Turn only the lines of the records below that run from the line containing "[point] every instance of the driver" through the line containing "[point] every instance of the truck grille" into a numbered list, skipping any blank lines.

[Extracted records]:
↓↓↓
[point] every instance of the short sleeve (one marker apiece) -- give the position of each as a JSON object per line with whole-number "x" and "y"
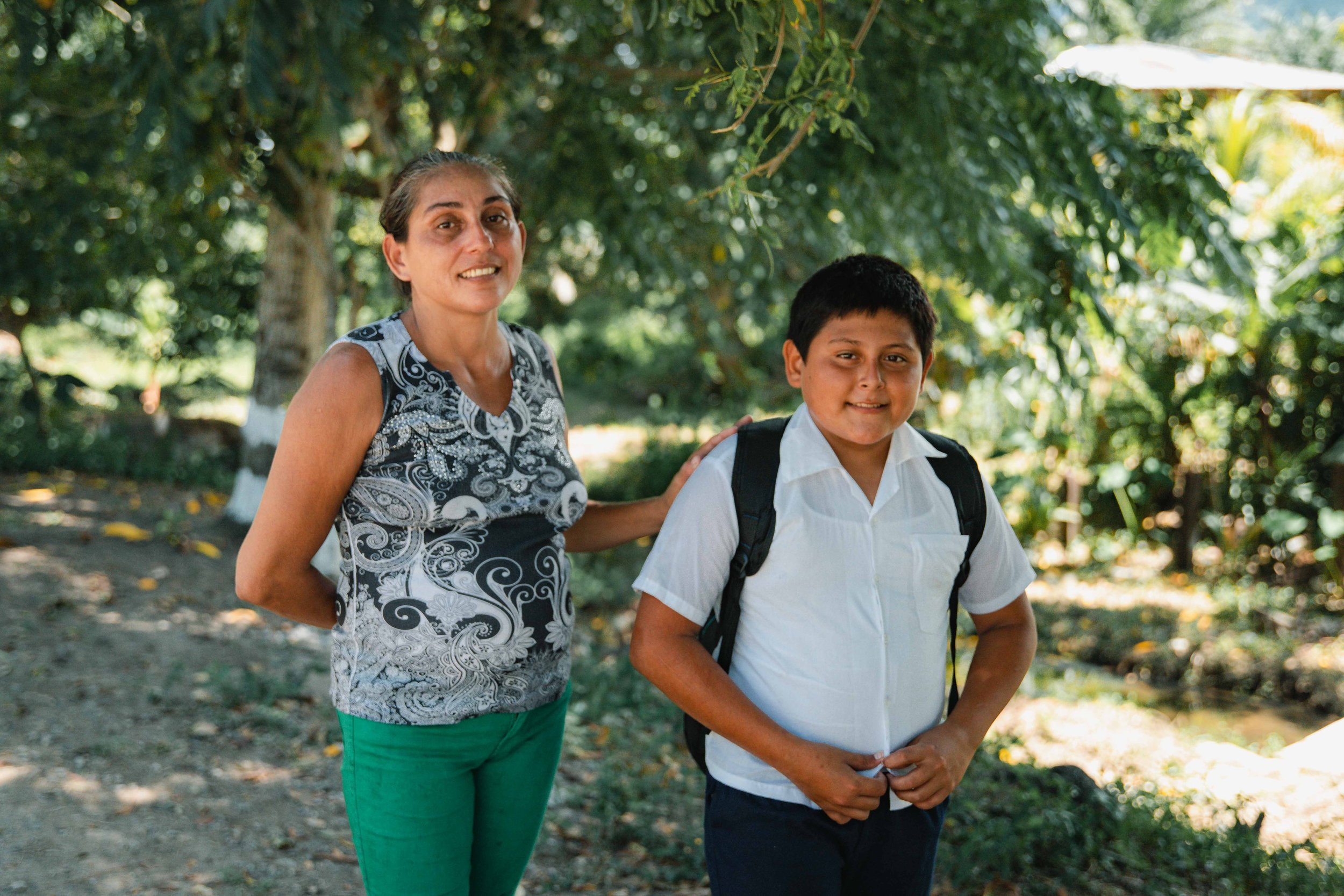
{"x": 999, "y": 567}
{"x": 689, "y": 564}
↑↑↑
↓↓↓
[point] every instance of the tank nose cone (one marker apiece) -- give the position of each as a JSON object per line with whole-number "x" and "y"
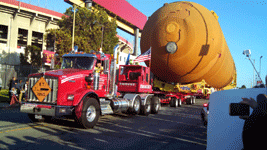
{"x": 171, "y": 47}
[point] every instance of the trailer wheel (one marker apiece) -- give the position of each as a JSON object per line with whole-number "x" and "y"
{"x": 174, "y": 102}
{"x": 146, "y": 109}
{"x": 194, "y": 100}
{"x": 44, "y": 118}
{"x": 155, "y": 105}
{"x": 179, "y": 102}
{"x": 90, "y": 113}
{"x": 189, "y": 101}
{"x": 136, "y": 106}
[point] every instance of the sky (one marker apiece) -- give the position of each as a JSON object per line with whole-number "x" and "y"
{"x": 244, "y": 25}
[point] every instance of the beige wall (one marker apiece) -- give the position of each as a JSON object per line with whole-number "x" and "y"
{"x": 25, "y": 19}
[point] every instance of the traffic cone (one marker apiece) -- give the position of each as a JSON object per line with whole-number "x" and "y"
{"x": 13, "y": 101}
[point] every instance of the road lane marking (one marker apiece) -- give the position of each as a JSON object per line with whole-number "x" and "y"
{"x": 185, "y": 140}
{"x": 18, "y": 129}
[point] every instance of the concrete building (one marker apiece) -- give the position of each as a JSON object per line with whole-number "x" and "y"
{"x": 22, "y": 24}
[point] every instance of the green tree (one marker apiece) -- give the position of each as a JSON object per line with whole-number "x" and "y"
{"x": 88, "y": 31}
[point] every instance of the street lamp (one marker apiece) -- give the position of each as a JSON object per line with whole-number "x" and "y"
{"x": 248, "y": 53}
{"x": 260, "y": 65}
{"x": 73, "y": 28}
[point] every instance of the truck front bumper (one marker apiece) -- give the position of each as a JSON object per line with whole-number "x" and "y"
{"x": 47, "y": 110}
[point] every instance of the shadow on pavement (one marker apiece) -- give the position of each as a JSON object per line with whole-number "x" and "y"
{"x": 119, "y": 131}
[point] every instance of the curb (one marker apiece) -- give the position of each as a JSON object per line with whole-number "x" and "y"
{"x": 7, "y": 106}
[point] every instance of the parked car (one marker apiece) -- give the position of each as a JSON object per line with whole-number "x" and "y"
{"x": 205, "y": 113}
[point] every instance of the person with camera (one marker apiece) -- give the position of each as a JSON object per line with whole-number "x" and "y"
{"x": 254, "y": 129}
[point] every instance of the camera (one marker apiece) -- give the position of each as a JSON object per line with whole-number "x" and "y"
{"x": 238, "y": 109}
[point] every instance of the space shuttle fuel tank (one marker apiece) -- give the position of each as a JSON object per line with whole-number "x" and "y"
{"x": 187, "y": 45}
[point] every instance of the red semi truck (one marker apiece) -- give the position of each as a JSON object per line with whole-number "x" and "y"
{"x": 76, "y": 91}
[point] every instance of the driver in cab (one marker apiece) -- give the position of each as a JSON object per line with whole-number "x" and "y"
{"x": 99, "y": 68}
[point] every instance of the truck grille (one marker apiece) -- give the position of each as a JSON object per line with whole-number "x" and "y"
↑↑↑
[Output of the task]:
1. [point] every instance of the driver in cab (one marker apiece) -- give the position of each as a JSON object per line with whole-number "x" and "y"
2. {"x": 99, "y": 68}
3. [point] every instance of the truck grille (one marker apiece) -- give the position of each as a JSON object per line with whole-number "x" and "y"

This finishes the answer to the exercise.